▸ **Written instruction**:
Reproduce the stretch of the piece on the CIA cable about the KGB's Oswald files from "This document, classification" through "the more remarkable.".
-- START Selected extract --
On November 20, 1991, a SECRET CIA cable was transmitted from within the collapsing Soviet Union. Its subject line read simply: "KGB OFFICIAL NIKONOV." What it contained was far more significant than that bland header suggests. The cable documented that Vyacheslav Nikonov — grandson of Soviet Foreign Minister Molotov and a rising KGB official — had personally reviewed the KGB's complete intelligence files on Lee Harvey Oswald. His findings, relayed through a CIA source who dined at Nikonov's home, paint a picture that contradicts decades of Cold War mythology about the Kennedy assassination.
This document, classification number 104-10014-10064, was released under the President John F. Kennedy Assassination Records Act. Stamped "SECRET" and marked "TEMPORARY WORKING COPY — DESTROY AFTER USE," it was never meant for public eyes. The instruction to destroy it makes its survival all the more remarkable.
What the KGB Found in Five Thick Volumes
Let's be clear about what this document tells us. A senior KGB official — the grandson of Molotov, deputy to the KGB Director himself — personally sat down and read through the complete Soviet intelligence files on Lee Harvey Oswald. Five thick volumes. This wasn't a cursory review. This was a thorough examination conducted in preparation for the first-ever formal KGB-CIA liaison relationship, because Nikonov knew the Americans would ask about Oswald.
-- END Selected extract --
-- START Data lines --
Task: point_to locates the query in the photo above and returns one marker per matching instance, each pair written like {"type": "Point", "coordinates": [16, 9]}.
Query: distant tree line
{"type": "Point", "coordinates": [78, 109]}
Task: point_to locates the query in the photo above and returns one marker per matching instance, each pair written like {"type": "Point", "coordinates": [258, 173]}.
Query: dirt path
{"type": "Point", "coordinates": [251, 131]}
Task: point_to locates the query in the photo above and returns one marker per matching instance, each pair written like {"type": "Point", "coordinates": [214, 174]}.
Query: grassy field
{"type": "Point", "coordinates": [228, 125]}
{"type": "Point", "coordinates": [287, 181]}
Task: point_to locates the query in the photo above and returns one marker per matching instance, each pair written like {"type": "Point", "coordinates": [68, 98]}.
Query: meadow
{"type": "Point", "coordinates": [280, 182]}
-- END Data lines --
▸ **Task response**:
This document, classification number 104-10014-10064, was released under the President John F. Kennedy Assassination Records Act. Stamped "SECRET" and marked "TEMPORARY WORKING COPY — DESTROY AFTER USE," it was never meant for public eyes. The instruction to destroy it makes its survival all the more remarkable.